» **Extract provided**:
[start]

When conflict escalates, investors typically move toward defensive assets such as U.S. Treasuries, gold, or large-cap domestic stocks. However, when a ceasefire is announced, risk appetite returns quickly. South Korean equities become popular during these periods due to supply chain risks, energy price shocks, and reduced global demand expectations.

Notably, an exchange-traded fund (ETF) like the iShares MSCI South Korea ETF (NYSE:EWY) delivered one of the sharpest single-session surges in the world, and few people outside Asia were watching. It represents a fund that quietly sits at the intersection of global trade, semiconductors, and geopolitical sensitivity.

This article highlights how South Korean assets were uniquely positioned during easing geopolitical conditions.

What is the iShares MSCI South Korea ETF?

EWY is a BlackRock-managed ETF that tracks the MSCI Korea 25/50 Index, giving investors direct exposure to South Korea’s stock market through a single US-listed security.

It holds 92 South Korean stocks, with heavy weighting on large-cap stocks such as Samsung Electronics and SK Hynix. Information technology constitutes approximately 47% of the portfolio, while the remaining allocations belong to the industrial sector and financial services. The ETF is passively managed because it tracks the underlying index.

Why South Korea Reacts So Strongly to a Middle East Ceasefire

When the Strait of Hormuz is under threat, South Korean manufacturers face higher input costs, tighter margins, and weaker export competitiveness. When it reopens, those pressures ease almost immediately.

Iran’s Foreign Minister assured safe transit through the strategic waterway during the next two weeks. The price of crude oil plunged by over 10%, alleviating fears of inflation and of central banks adopting a more aggressive stance. This proved highly beneficial to the South Korean economy, which functions on both exports of computer chips and the automotive industries – two sectors highly dependent on energy.

Recent market analysis shows that ceasefire developments have sparked broad rallies across beaten-down country ETFs and cyclical sectors, with EWY among the key beneficiaries. 

The speed of that move was on full display in Seoul: the Korea Exchange activated a program trading sidecar on the main bourse just six minutes into the session, after KOSPI 200 futures surged 6.23% from the previous session’s benchmark. This is a reliable signal that institutional capital flooded into Korean equities faster than the exchange’s own safeguards could absorb.

The Earnings Catalyst That Made It Even Bigger

Surprisingly, Samsung Electronics’ operating income for the first quarter was 57.2 trillion won. Although the market initially reacted with caution to the results, it ultimately recognized the earnings improvement following the ceasefire.

External factors were equally strong in aiding the advance, as South Korea posted a 48.3% increase year-over-year in exports to a record high of $86.1 billion in March, boosted by a healthy performance in semiconductor exports, bolstering optimism about the earnings potential of the country’s semiconductor-driven stock market.

[end]

» **Listing**:

[start]

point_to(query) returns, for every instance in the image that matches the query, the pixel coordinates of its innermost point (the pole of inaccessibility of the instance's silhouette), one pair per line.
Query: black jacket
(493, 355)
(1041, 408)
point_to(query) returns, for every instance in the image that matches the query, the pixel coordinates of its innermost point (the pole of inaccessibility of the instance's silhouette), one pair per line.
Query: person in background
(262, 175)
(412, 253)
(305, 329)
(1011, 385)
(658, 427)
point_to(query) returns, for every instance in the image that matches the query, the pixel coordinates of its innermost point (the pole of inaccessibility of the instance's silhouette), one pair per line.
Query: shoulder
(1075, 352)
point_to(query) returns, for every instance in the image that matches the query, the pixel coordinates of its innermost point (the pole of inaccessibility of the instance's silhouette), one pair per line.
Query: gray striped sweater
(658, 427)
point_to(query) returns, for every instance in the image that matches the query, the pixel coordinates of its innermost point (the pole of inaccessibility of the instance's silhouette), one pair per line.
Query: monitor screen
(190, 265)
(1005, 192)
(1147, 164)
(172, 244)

[end]

» **Instruction 1**: In the article on the South Korea ETF, why was the plunge in crude oil prices good for the South Korean economy? Answer in one to three sentences.
» **Instruction 2**:
Based on the article on the South Korea ETF, say whether each statement agrees with it. Give yes or no and quote the deciding words.
(a) EWY holds 92 South Korean stocks.
(b) EWY is actively managed.
(c) South Korea's exports in March rose 48.3% from a year earlier.
» **Instruction 3**: Carry on with the article on the South Korea ETF, starting after its last sentence.

» **Output 1**: The drop of over 10% eased fears of inflation and of central banks taking a more aggressive stance. South Korea's economy runs on exports of computer chips and on the automotive industries, two sectors that are highly dependent on energy.

» **Output 2**:
(a) Yes: "It holds 92 South Korean stocks"
(b) No: "The ETF is passively managed because it tracks the underlying index."
(c) Yes: "South Korea posted a 48.3% increase year-over-year in exports to a record high of $86.1 billion in March"

» **Output 3**:
Building and construction companies also rallied on prospects of Middle Eastern rebuilding. Shares of Daewoo and Hyundai E&C soared by 30% and 22%, respectively, whereas financial service companies such as Korea Financial Holdings & Kiwoom Securities rallied by more than 12%.

What EWY Looks Like as a Vehicle

For investors who want to express a view on South Korea without a foreign brokerage account, EWY remains the primary tool available.

EWY has returned up to 37% so far in 2026 and is rated ‘A’ compared with its Miscellaneous Region peers, which on average returned 3.1%. This sort of performance is not a new development either; the fund’s one-year return of more than 154% is a testament to the rapid repricing of South Korean stocks amid the accelerating semiconductor boom driven by artificial intelligence.

The price of EWY ranges from $48.76 to $154.22, reflecting the returns it has generated over the year. Furthermore, this range indicates the volatility associated with EWY. The investors who had bought at the top of the 52-week range in early March 2026 faced steep losses.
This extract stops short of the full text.